### Aim:
Reproduce the listing below word for word, from the line with "Where can the arched" through the line with "Target: rocky outcrop", including both of those lines. Leave the pictures out.

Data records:
[Begin]

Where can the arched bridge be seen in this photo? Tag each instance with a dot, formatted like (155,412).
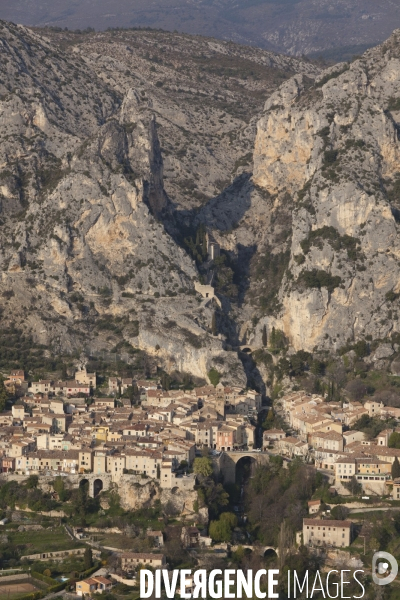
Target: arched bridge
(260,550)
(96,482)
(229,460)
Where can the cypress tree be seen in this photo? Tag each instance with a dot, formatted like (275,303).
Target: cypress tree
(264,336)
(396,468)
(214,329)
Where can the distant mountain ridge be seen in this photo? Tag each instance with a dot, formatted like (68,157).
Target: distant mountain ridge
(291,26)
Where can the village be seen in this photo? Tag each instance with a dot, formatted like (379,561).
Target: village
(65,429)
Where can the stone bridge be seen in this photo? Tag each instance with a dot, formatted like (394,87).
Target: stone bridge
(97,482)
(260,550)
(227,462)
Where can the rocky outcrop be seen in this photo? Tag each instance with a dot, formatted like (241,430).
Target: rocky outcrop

[End]
[Begin]

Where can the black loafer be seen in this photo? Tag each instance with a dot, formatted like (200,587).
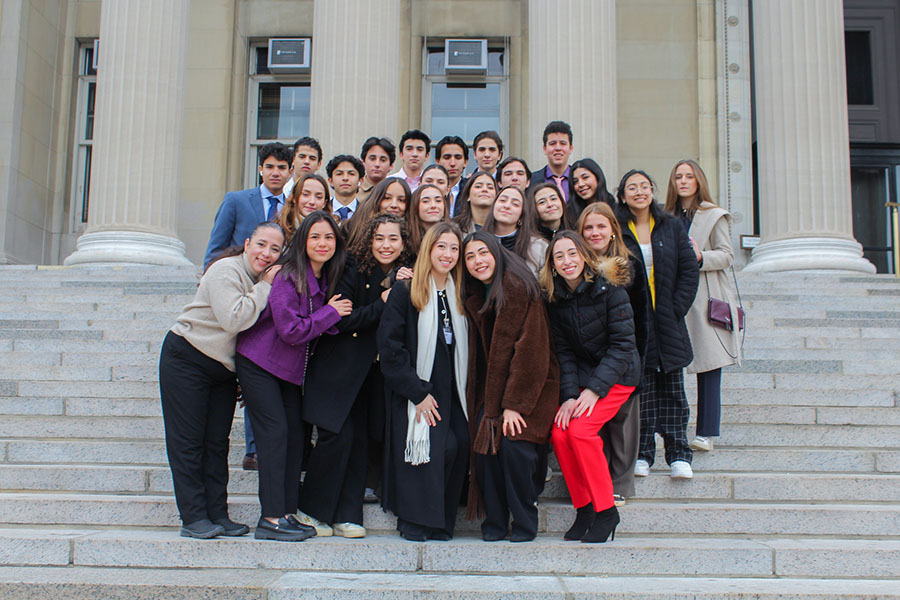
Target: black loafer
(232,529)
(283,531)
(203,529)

[End]

### Task output:
Where can the arched bridge be seen in this photo? Tag each instance with a dot, formatted like (155,412).
Target: arched bridge
(260,550)
(96,482)
(229,460)
Where can the cypress tree be seen in this photo? Tag each instance with a dot, formatted like (275,303).
Target: cypress tree
(264,336)
(396,468)
(214,329)
Where can the distant mountain ridge be seen in this photo? Tag each instance with a dot, formatted like (68,157).
Target: distant mountain ridge
(291,26)
Where can the village be seen in this photo? Tag each instance with a dot, formatted like (379,561).
Target: village
(65,429)
Where can the stone bridge be seen in this photo? Tag each instance with a dot, formatted like (394,87).
Target: stone bridge
(97,482)
(260,550)
(227,462)
Where can the rocky outcrop be seen in this photo? Tag each instance with a dot, formatted like (241,430).
Target: rocky outcrop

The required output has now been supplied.